◆ **Passage provided**:
--- Begin ---

Live Review: The Twilight Sad at U Street Music Hall, Washington, DC – 3rd November 2018

By on Wednesday, 7th November 2018 at 2:00 pm
 

The closer we march to Christmas, the quicker the nights fall. On one of these chilly nights, The Twilight Sad descended on the Nation’s Capital to close out their 3-week North American tour with a bang. Despite the chill in the air outside, the basement venue U Street Music Hall played host to a sweaty mass of people eager to catch the Scottish post-punks before they returned home.

At first, I thought it was a strange thing to tour over here so far in advance of the release of their next album, which isn’t expected until early 2019. However, as the set progressed, standing among so many fans and their fervour, the thought evaporated. They were out here because of fan demand; their fanbase has undoubtedly increased since Robert Smith’s personal endorsement of the band and the Cure taking the band on tour with them. Frontman James Graham cracked a joke about us having nothing better to do on a Saturday night than see them but that they were awfully glad we turned up. Laughter ensued.

Since 2007 debut LP ‘Fourteen Autumns & Fifteen Winters’, The Twilight Sad’s sound has morphed and evolved a few times, and the stage setup reflected this. A Macbook and two keyboards would have been unheard of at Twilight Sad shows a decade ago. With a massive back catalogue of tracks across four albums and a host of singles and EPs, there was plenty of material to choose from for their final set on this tour. The evening began with ‘There’s a Girl in the Corner’, its sombre tones opening ‘Nobody Wants to Be Here and Nobody Wants to Leave’, which was met with pretty much universal acclaim when unveiled in 2014.

The Twilight Sad 2018 3

Throughout the set, the band’s trademark distorted guitars and Graham’s cutting, emotional lyrics delivered in his unmistakable Scottish brogue. At times, he looked like a man possessed, spinning like a whirling dervish or even punching himself in the head or chest, all the while the band banged out the hard-hitting tunes. For the long-time fans, older gems like ‘The Wrong Car’ and ‘And She Would Darken the Memory’ that closed the set with a deafening crescendo recalled the days when The Twilight Sad were a best-kept secret. In contrast, newer songs including single ‘I/m Not Here [missing face]’ and ‘Videograms’, whose glittery synths have been likened to that of The Cure’s, suggest the ushering in of a new era for the Scots, during which their music proves more accessible, is imminent. In the crowd, heads bopped, limbs flailed and words were sung along to.

--- End ---

◆ **Stated task**:
Pick up the live review of The Twilight Sad's Washington show after its last sentence and keep writing it.

◆ **Items**:
--- Begin ---

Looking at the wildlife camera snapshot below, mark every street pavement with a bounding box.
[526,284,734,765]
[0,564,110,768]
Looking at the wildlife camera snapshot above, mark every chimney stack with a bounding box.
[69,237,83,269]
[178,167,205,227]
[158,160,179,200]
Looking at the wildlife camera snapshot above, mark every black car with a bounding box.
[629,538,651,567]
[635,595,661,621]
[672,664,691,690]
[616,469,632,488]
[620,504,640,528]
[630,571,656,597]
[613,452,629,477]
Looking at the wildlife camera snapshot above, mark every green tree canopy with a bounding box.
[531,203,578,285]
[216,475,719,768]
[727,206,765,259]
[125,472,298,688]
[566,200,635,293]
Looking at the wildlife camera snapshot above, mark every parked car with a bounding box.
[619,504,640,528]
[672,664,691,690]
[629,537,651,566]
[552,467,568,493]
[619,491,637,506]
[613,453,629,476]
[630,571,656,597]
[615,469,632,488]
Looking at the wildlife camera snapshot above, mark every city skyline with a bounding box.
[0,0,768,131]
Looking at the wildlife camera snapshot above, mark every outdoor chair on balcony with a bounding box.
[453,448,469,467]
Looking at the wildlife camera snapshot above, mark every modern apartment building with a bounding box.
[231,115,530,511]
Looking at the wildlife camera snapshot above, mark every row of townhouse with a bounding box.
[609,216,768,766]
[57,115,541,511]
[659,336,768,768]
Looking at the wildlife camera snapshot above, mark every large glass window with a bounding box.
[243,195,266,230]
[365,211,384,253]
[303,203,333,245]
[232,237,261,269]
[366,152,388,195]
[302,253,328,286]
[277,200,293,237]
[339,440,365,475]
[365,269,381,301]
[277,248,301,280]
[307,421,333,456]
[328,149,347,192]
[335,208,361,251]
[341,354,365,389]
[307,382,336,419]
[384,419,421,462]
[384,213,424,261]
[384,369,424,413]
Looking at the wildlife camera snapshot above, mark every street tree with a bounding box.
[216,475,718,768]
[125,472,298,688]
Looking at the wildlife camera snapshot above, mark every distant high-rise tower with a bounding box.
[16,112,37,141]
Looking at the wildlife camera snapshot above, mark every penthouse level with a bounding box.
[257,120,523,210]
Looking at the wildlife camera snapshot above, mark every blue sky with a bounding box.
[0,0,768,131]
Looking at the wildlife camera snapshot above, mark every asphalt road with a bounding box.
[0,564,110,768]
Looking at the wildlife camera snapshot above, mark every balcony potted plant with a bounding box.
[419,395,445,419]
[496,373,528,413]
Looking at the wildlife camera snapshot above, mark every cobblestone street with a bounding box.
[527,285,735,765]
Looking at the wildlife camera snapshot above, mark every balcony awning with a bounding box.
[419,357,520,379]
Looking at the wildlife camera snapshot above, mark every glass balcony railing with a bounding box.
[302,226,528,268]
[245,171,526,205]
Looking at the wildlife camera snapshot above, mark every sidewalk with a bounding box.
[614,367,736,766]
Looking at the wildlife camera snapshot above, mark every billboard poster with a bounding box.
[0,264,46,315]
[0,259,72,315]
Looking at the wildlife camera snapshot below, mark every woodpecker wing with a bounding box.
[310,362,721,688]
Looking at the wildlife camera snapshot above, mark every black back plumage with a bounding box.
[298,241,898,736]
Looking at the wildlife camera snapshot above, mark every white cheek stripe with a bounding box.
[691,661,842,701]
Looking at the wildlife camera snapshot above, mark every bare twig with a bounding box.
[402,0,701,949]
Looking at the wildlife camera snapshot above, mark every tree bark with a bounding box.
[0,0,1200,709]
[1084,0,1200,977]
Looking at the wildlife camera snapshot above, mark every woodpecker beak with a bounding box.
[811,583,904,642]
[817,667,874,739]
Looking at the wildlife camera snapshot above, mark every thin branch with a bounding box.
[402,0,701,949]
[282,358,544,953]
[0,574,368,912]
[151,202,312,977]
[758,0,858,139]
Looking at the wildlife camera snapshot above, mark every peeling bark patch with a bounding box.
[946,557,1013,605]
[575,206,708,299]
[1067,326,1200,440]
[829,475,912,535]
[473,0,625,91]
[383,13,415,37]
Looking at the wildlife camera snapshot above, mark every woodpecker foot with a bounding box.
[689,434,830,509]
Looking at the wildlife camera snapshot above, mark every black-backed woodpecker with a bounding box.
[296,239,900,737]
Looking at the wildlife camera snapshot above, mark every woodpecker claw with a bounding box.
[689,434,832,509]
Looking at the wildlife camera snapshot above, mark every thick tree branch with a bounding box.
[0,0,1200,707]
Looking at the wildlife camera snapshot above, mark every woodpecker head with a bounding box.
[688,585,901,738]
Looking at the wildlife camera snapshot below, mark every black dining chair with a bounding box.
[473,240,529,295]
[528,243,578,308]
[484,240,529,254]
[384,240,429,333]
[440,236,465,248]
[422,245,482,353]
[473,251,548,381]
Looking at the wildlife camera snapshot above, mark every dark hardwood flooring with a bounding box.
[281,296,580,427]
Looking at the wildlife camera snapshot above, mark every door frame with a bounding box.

--- End ---

◆ **Answer to this exercise**:
Scottish indie music fans in the room Saturday night were waiting, quite possibly bracing themselves, too, for a particularly heart-wrenching moment that the band have repeated in their live shows over the last 6 months. Since his sad, untimely death by suicide in May, Scott Hutchison’s passing has been an apparition in our lives, a regular reminder of the fragility of humanity and the need for all of us to talk more, listen more and support our mates through difficult times. By playing ‘Keep Yourself Warm’ every night, The Twilight Sad pay tribute to their close friend Hutchison, a song true to form for so many of the songs he wrote, expressing the kinds of things adult men have been told not to say aloud or to others. Graham explained that they needed to move up the song’s placement in the set “for themselves”, presumedly so they could get past it the emotions and get back to the business of playing for us. In the audience, glasses were raised and tears were wiped away.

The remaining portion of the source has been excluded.